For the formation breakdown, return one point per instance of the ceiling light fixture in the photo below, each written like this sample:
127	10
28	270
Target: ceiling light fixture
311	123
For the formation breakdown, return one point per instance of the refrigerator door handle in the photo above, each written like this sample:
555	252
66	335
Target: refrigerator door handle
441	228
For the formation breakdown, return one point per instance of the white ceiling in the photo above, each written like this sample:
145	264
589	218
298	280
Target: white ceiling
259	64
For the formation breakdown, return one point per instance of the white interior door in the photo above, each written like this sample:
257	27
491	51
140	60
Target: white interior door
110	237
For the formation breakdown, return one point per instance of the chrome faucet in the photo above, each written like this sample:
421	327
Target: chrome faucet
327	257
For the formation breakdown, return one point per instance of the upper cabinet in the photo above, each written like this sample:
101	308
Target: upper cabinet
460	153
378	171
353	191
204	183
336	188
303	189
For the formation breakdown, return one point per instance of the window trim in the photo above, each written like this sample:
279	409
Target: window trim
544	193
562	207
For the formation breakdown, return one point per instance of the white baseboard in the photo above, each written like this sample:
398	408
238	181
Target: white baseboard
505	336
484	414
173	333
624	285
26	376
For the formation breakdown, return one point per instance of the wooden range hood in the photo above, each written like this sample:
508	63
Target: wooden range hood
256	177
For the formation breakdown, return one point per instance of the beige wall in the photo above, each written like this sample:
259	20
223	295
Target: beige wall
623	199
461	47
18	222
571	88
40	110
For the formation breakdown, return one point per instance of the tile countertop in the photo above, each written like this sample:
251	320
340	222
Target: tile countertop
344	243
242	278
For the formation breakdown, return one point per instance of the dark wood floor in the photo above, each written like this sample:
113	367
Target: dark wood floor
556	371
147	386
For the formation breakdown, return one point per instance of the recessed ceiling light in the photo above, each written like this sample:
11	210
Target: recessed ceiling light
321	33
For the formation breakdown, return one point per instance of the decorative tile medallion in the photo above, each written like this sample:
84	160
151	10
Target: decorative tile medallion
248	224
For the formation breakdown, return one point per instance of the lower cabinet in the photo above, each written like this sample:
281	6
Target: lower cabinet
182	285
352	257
= = =
**About this task:** Restate the material word for word so that no line differs from the original.

**Finished task:**
For the formation breakdown, return one point per instance of the ceiling light fixture in the photo below, each written like this sample:
127	10
28	270
Target: ceiling light fixture
311	123
For the formation breakdown, return one point per instance of the refrigerator door handle in the photo above, each written like this sample:
555	252
66	335
Target: refrigerator door handle
441	228
For the formation breakdown, return one point per instance of the white ceiling in the photo above, each written like this sample:
145	264
589	218
298	280
Target: white ceiling
259	64
For the formation breakdown, return one point per instance of the white interior door in the photo above, each written like this sample:
257	27
491	51
140	60
Target: white interior door
110	237
For the formation breakdown, return one point per instance of the chrome faucet in the photo above, each written like this sample:
421	327
Target: chrome faucet
327	257
For the formation breakdown, return one point per instance of the upper cabinet in the photo above, each written like this sample:
101	308
Target: upper cabinet
460	153
378	171
353	191
204	183
336	188
303	189
For the formation breakdown, return one point per instance of the window trim in the photo above, each written like this sample:
279	409
Target: window trim
544	193
562	207
For the formation breakdown, return one point per instance of the white baseboard in the photo above, each written like this sample:
398	408
238	181
Target: white baseboard
505	336
484	414
173	333
624	285
26	376
For the formation breakdown, return one point per instance of the wooden range hood in the photo above, each written like this sample:
508	63
Target: wooden range hood
256	177
For the formation breakdown, return one point per instance of the beige wall in the photo above, each written like this sample:
259	20
223	295
Target: beige wall
623	199
461	47
18	222
571	88
40	110
For the formation breakdown, return one point per instance of the tile countertop in the photo above, each written like this sample:
251	320
340	222
Target: tile countertop
344	243
242	278
For the formation breakdown, return one point per instance of the dark wood floor in the photo above, each written like this sample:
113	367
Target: dark wood floor
556	371
147	386
For the formation breakdown, return one point per instance of the recessed ceiling light in the photo above, each written like this sample:
11	210
Target: recessed ceiling light
321	33
For the formation breakdown, return one point per instance of the decorative tile medallion in the photo above, each written like this sample:
84	160
151	10
Target: decorative tile medallion
248	224
For the formation breakdown, return one point per instance of the lower cabinet in the photo above, each written like this sample:
281	6
Target: lower cabinet
182	285
352	257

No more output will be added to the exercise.